## Goal:
Could you copy out every one of the rows below word for word, leaving out the pictures?

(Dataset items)

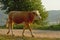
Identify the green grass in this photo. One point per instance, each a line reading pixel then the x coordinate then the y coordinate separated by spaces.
pixel 5 37
pixel 35 26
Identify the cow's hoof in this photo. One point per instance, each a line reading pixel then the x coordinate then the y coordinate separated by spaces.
pixel 23 36
pixel 32 35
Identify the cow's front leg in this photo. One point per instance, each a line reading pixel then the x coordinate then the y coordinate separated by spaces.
pixel 30 30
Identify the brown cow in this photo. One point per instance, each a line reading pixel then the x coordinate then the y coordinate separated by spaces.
pixel 26 17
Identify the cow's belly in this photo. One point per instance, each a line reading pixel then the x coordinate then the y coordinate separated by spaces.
pixel 18 20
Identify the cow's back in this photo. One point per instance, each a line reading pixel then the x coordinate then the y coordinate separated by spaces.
pixel 19 17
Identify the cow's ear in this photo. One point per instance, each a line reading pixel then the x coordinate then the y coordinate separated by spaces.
pixel 34 13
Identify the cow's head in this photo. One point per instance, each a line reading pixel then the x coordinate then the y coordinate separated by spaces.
pixel 37 14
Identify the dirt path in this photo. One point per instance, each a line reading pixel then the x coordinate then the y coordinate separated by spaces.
pixel 37 33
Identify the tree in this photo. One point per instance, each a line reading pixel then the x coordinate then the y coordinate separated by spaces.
pixel 25 5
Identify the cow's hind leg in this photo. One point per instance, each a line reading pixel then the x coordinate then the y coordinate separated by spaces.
pixel 24 29
pixel 28 26
pixel 30 30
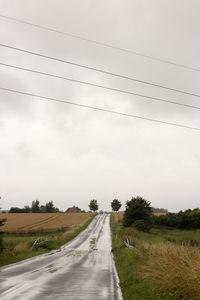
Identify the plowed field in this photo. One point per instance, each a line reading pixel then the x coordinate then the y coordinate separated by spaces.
pixel 20 223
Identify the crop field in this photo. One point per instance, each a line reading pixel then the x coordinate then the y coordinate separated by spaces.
pixel 27 222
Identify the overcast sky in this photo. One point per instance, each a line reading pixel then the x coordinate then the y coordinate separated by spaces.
pixel 54 151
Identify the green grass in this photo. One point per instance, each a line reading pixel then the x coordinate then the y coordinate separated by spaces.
pixel 128 262
pixel 11 241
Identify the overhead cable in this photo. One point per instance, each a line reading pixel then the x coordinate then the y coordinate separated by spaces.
pixel 99 70
pixel 107 45
pixel 101 86
pixel 98 108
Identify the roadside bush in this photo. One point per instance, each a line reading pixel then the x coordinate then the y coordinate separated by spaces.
pixel 138 213
pixel 188 219
pixel 1 239
pixel 142 225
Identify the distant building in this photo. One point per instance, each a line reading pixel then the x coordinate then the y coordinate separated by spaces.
pixel 72 210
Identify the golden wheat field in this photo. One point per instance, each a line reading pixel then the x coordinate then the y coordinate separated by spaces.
pixel 22 223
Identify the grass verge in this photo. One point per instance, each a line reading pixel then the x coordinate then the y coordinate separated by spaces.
pixel 129 263
pixel 17 246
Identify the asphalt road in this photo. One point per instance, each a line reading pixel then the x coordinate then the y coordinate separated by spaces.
pixel 81 269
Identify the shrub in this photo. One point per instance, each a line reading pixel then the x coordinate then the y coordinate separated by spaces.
pixel 137 209
pixel 142 225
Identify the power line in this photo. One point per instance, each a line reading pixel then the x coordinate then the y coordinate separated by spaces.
pixel 99 70
pixel 101 86
pixel 101 43
pixel 98 108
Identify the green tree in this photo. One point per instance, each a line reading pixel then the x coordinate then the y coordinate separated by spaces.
pixel 138 214
pixel 93 205
pixel 50 208
pixel 116 204
pixel 35 206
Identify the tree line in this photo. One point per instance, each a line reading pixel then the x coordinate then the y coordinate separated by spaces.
pixel 49 207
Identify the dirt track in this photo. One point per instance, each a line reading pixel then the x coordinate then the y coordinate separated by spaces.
pixel 81 269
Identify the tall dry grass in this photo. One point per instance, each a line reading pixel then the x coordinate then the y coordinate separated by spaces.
pixel 21 247
pixel 173 268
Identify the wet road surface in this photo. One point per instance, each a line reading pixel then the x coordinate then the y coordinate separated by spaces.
pixel 81 269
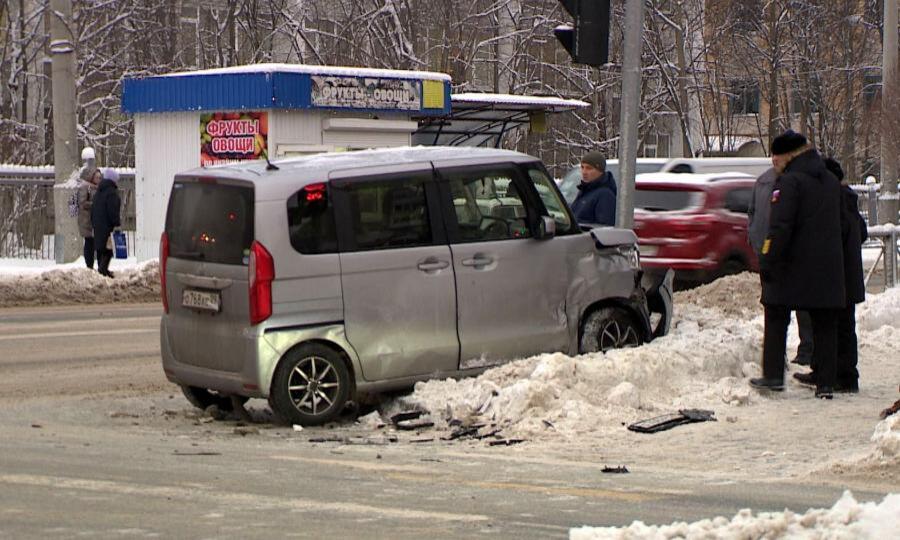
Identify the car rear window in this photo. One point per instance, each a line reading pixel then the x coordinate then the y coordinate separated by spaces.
pixel 210 222
pixel 666 200
pixel 311 220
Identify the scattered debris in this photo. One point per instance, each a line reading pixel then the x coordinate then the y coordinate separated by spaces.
pixel 668 421
pixel 505 442
pixel 406 415
pixel 409 425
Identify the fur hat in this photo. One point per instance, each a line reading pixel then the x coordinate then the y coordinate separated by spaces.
pixel 595 159
pixel 111 174
pixel 787 142
pixel 832 165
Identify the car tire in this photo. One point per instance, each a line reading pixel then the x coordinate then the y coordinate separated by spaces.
pixel 294 397
pixel 732 267
pixel 609 328
pixel 203 398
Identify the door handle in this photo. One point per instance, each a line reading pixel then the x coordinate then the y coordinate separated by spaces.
pixel 432 265
pixel 477 261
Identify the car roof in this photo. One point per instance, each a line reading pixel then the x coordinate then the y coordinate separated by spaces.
pixel 693 180
pixel 295 172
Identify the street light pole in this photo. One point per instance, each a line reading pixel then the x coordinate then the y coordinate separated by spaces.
pixel 887 199
pixel 630 113
pixel 65 141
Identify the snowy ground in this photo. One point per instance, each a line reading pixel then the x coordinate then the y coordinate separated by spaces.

## Expected output:
Identify the green grass in this photo. One point per instance, each a line reading pixel then the x coordinate then the y coordinate separated by spaces.
pixel 5 37
pixel 35 26
Identify the cow's hoof in this photo. One point per instance, each a line reading pixel then the x coordinate then the y coordinate separated by spaces.
pixel 23 36
pixel 32 35
Identify the cow's front leg in this photo. One point per instance, each a line reading pixel then the x coordinate then the y coordinate separated by spaces.
pixel 30 30
Identify the brown cow in this photo. One point per instance, each a line reading pixel then the x coordinate then the y coordinate separated by spaces.
pixel 26 17
Identify the cow's belly in this photo. One point per instance, each a line reading pixel then the x coordinate then the y coordinate separated by spaces.
pixel 18 20
Identify the cow's back in this photo. One point per instance, each a line reading pixel then the x coordinate then the y coordinate separated by spaces.
pixel 19 17
Identify the cow's ear in this photo. One point per instance, each a line reading pixel then the x coordinate then the y coordinate separated by spaces.
pixel 34 13
Identify the cow's head in this photo. One point per instance, each a line reading pixel then the x coordinate then the y coordinate separated by spaces.
pixel 37 14
Identify the dirt path in this photo. One point per instance, each a line reading pixel then the x coordinate then the y coordinate separated by spaces.
pixel 37 33
Identify the tree in this photo. One point per instance, each a line reading pixel then the x coordinate then the y coordinate separated by spaces.
pixel 25 5
Identify the cow's hind leg in this photo. One point per instance, each a line reading pixel then the x coordinate then the y coordinate separated by spaces.
pixel 24 29
pixel 28 26
pixel 30 30
Identify the plowed field in this photo. One point per instance, each a line reading pixel then the x coordinate then the y coordinate separated by spaces.
pixel 20 223
Identify the crop field in this photo. One point per instance, each a line reading pixel then the x coordinate then the y coordinate separated by spaces.
pixel 27 222
Identify the overcast sky in this photo. One point per instance, each a line reading pixel then the x coordinate then the y coordinate separated by spaces.
pixel 54 151
Identify the green grass in this photo. One point per instance, each a line reading pixel then the x coordinate then the y coordinate separated by spaces.
pixel 128 262
pixel 11 241
Identify the overhead cable in this photo. One point per instance, each a line reading pixel then the x coordinate then the y coordinate separated by spaces.
pixel 99 70
pixel 107 45
pixel 101 86
pixel 98 108
Identify the roadside bush in this photo. One point per instance, each a line reading pixel then the x coordinate then the y coordinate separated by spaces.
pixel 138 213
pixel 188 219
pixel 1 239
pixel 142 225
Identify the distant building in this photo. One point per instance, each a line reading pixel then the x coordinate then the y coordinate separated by spaces.
pixel 72 210
Identify the golden wheat field in this photo. One point per instance, each a line reading pixel then the x coordinate then the y coordinate separated by spaces.
pixel 22 223
Identify the grass verge in this photo. One point per instance, each a line reading pixel then the x coordinate then the y coordinate separated by spaces.
pixel 129 263
pixel 17 246
Identify the asphalt road in this photo. One point per instance, each a line reading pixel then the x coordinate then the y coordinate separated by spaces.
pixel 81 269
Identify the shrub in this photo. One point per instance, each a line reading pixel then the x coordinate then the y coordinate separated by spaces.
pixel 137 209
pixel 142 225
Identify the power line in this photo. One point per instance, each a line reading pixel then the x coordinate then the y coordinate separated by spaces.
pixel 99 70
pixel 101 86
pixel 101 43
pixel 98 108
Identify the green tree in this photo. One point per instance, each a line reading pixel then the x coordinate then the y coordinate separated by spaces.
pixel 138 214
pixel 93 205
pixel 50 208
pixel 116 204
pixel 35 206
Identify the tree line in this photo. One point per instance, each a line reading pixel then the x coordinate then the y coordinate separated by spaces.
pixel 49 207
Identify the dirt track in this photo. One point per instance, each a line reading pixel then the x coordinate then the y coordinate separated by spaces.
pixel 81 269
Identify the tall dry grass in this photo. One point per instance, each a line reading pixel then the x coordinate then the y coordinate separated by spaces.
pixel 21 247
pixel 173 268
Identify the wet road surface in this photo. One point per instance, each a line reading pixel then the x coordinate then the y coordinate separated by spaces.
pixel 81 269
Identify the car rear window in this photo. One point per instance, each a line reading pixel then the x coordinate then the y coordinate separated by spaces.
pixel 210 222
pixel 666 200
pixel 311 220
Identify the scattered debris in this photo. One point per instance, each a line reading pixel then the x coordinate then the y coordinate separated by spaces.
pixel 668 421
pixel 505 442
pixel 406 415
pixel 409 425
Identify the fur hat in this photo. One point per instance, each a line reading pixel then the x coordinate then the y coordinate separated by spaces.
pixel 595 159
pixel 111 174
pixel 787 142
pixel 832 165
Identify the car tire in this photo. One point per instance, each a line reading pixel then the x coordinate then the y coordinate separated by spaces.
pixel 294 397
pixel 732 267
pixel 609 328
pixel 203 398
Identify the door handle in this photo. One point per instance, each a line reading pixel then the x coordinate then the y coordinate separated by spaces.
pixel 432 265
pixel 477 261
Identify the car roof in this photo. One point per instance, each a line reading pixel then the x coordinate then the y coordinate separated by spaces.
pixel 693 180
pixel 295 172
Identify the street light pole in this photo. One point per instance, each a line reading pixel then the x coordinate then the y coordinate separated by spaces.
pixel 887 199
pixel 630 113
pixel 65 141
Identify the snowy ground in this photo. One point per instance, each a line reading pixel then the x coordinate then the y coordinate separated by spaces.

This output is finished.